* Set of tasks *
• a. In the blog post about Jesus' ministry and external experiences, which book contains the quoted critique of Tim and Tony?
• b. Carry the blog discussion of external experiences in worship forward from its final sentence.

Begin Excerpt

Jesus’ Ministry Included External Experiences
There has been a good amount of conversation in the past few days on this blog and others about a critique of a quote from Tony and me in a book by Skye Jethani. One of the comments that was recently left was quite intriguing to me–and I'd love to get more dialogue about its' substance.
To give context to the comment, here is the quote from The Divine Commodity:
These pastors [Tim & Tony], representative of so many contemporary Christians,
believe that God changes lives through the commodification and
consumption of experiences. If our worship gatherings are energetic,
stimulating, and exciting enough then people will attend, receive
what’s being communicated, and be spiritually transformed. The
justification for this approach is simple: people won’t come to a
church that’s boring. And what qualifies as boring is defined by our
consumer/experience economy. But the moment we believe transformation
occurs via external experiences, the emphasis of ministry must adjust
accordingly. Manufacturing experiences and meticulously controlling
staged environments become the means for advancing Christ’s mission.
And the role of the pastor, once imagined as a shepherd tending a
flock, now conjures images of a circus ringmaster shouting, “Come one,
come all, to the greatest show on earth!” In Consumer Christianity, the
shepherd becomes a showman. (p.75)
And here is a portion of the comment that was left by Bruce Cole of Huntley, IL:
More to the substance of Skye's contention…I don't know how we separate life transformation from external
experience. It's not an either/or, but a both/and. I understand the
transformations brought to individuals by Jesus to be connected to
external experiences as well as internal ones (touching the hem of his
garment; a conversation with him at a well; calming a storm; walking on
water…). In Romans, 1 Corinthians, and Ephesians, I understand the
external experience of hearing the Word of God preached as a key
(possibly chief) means of the Holy Spirit's transformative work.And I look at 2000 years of liturgical history (leitourgia – work of
the people) as the history of people constructing environments as means
for advancing Christ's mission. In fact, the more "high church"
liturgical, the more tightly controlled it is. To call it
"manufacturing" is pejorative. What possible expression of corporate
worship is not constructed and characterized by external experience?
None that I can think of.
Very thought-provoking words by Bruce Cole. What do you say?










Malcolm
I found Most liturgy or patterns of worship are tightly controlled. Some have every word prepared before hand. Both the 'contemporary' that Skye et all sneeringly dismiss and any number of traditional or evangelical services are tightly controlled or scripted.
The reality is many Christians dismiss anything they are uncomfortable with, especially if it produces results.

End Excerpt
Begin Provided records

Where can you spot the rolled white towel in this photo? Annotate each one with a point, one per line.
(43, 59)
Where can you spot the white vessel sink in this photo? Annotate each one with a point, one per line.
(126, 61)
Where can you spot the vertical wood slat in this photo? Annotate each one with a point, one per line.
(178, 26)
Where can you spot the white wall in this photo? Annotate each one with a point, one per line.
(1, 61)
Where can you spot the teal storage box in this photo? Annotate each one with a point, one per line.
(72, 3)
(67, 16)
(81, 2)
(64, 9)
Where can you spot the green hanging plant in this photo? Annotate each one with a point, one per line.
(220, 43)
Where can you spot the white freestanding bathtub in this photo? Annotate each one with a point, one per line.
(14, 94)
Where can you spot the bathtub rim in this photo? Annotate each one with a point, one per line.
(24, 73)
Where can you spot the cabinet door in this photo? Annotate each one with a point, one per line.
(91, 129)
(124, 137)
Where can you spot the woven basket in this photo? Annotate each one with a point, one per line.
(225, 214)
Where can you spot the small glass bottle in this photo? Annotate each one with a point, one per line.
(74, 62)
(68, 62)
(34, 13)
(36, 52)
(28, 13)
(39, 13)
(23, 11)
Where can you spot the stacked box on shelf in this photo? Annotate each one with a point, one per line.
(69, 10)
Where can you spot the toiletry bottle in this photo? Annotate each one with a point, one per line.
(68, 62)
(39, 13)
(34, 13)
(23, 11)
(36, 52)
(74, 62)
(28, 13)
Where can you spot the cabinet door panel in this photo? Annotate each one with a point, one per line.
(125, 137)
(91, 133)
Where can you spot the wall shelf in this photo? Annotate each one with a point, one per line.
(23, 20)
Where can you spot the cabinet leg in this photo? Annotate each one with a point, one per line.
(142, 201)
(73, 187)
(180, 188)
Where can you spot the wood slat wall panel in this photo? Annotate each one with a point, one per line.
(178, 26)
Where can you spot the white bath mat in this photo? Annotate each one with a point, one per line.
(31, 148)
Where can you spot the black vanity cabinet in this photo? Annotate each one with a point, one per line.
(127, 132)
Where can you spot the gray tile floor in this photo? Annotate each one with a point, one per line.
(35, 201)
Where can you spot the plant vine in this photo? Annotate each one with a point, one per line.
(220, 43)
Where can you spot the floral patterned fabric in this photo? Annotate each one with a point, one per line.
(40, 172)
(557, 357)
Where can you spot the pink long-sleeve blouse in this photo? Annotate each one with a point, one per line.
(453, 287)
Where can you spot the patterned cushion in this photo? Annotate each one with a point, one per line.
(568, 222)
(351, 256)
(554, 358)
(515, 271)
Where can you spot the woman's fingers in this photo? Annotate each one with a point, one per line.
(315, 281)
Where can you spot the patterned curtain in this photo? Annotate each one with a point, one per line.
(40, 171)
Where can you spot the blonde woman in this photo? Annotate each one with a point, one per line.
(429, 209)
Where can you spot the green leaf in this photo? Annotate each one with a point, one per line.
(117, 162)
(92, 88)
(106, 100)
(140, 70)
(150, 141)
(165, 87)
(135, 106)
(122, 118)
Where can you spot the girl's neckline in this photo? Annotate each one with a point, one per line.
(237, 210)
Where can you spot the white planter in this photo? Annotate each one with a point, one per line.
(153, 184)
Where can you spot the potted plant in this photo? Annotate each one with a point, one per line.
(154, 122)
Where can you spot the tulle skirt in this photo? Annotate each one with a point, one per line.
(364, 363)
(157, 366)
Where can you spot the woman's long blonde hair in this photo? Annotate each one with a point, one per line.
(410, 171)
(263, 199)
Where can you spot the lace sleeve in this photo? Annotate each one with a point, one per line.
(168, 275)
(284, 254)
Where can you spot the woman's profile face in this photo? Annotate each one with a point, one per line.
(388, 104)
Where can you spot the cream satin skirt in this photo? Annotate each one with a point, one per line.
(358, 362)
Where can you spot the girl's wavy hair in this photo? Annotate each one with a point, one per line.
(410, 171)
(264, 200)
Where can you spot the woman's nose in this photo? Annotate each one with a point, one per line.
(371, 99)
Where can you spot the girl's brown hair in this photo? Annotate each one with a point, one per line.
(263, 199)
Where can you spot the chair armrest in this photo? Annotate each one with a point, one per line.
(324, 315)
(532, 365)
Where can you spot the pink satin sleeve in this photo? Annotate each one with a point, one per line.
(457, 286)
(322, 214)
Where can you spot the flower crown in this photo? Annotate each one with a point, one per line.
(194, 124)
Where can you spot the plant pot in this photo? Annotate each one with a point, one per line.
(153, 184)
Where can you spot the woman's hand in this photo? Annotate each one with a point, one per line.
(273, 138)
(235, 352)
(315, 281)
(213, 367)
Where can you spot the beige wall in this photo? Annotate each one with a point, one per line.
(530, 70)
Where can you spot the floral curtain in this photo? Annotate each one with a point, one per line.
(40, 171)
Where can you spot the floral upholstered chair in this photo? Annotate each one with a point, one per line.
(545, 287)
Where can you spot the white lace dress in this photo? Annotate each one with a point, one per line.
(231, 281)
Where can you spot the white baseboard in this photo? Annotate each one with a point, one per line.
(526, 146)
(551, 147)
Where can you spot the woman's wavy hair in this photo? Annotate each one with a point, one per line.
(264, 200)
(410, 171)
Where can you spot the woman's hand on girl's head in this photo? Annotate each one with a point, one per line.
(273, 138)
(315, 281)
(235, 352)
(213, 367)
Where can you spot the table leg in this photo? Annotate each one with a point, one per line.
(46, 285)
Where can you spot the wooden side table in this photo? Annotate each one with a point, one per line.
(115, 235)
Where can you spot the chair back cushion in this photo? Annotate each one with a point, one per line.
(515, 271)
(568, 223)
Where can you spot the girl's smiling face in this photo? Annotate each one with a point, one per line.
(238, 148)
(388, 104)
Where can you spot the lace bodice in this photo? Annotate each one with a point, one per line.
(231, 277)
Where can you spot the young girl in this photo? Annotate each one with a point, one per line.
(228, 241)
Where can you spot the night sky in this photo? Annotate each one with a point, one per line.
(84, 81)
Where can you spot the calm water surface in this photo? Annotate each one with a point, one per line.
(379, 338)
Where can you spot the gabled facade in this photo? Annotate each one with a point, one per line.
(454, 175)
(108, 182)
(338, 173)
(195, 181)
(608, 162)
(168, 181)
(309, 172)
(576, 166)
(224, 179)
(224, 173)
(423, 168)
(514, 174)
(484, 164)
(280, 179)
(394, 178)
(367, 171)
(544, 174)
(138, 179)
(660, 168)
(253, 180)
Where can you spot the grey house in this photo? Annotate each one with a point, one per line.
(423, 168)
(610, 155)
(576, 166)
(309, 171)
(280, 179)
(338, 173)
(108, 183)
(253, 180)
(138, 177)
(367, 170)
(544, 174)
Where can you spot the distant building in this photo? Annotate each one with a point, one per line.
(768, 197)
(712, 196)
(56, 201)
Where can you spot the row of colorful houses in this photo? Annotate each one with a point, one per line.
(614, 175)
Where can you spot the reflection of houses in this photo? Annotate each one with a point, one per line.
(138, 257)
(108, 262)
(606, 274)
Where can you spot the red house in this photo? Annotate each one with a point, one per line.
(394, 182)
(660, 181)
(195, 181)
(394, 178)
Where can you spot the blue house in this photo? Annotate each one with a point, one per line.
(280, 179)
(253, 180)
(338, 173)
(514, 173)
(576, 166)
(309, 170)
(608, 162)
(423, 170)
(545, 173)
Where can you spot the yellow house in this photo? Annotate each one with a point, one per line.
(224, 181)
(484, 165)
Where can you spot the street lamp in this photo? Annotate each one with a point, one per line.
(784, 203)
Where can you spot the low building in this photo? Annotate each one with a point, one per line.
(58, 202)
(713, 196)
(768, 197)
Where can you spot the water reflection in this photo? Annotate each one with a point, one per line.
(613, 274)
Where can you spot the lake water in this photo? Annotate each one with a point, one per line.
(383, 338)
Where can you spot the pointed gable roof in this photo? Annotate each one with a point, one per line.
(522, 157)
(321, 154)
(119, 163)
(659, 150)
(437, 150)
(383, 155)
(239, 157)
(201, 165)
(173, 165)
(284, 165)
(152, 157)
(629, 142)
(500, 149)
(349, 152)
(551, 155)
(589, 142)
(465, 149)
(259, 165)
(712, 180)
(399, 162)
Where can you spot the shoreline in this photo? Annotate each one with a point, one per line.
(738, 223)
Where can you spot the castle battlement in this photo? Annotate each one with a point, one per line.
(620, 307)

End Provided records

* Answers given *
• a. The Divine Commodity, by Skye Jethani.

• b.
I believe the majority of Jesus ministry or connection with people was done outside acceptable worship, pattern, procedure, and process to the same type of people.
Marshall
Great insights here. It's true. We can't escape "worship environments." We have to choose a specific time and place and context to worship. The Bible repeatedly distinguishes between the external and the internal. The "worship environment" becomes a "show" when the outward expression begins to differ from the genuine inner experience, especially of those leading.
We've all been around church leaders who are one person in front of the crowd and a very different person one-on-one. THAT's what the Bible calls "two-faced" or hypocrisy.
And if the show becomes the focus, that's what the Bible calls idolatry. But if God is worshiped in spirit and in truth, that's what God honors.
Glen
All worship gatherings are produced. Every single one of them. Some are more highly produced and others more loosely produced, but all have a production coordinator, a script to follow and a desired outcome or experience.
The truth is that we have distorted the concept of public worship. Public worship is the least defined and the least important form of worship in the Bible. More important in the life of the believer is private worship (communing with God) and personal worship (giving of myself for the benefit of others)Romans 12.
When we get caught up in the experience, whether it be liturgical or 'contemporary' in style, we miss the point. The point of our gatherings should be to spur each individual on until we are all built up into a strong body. That's Paul's definition of public worship.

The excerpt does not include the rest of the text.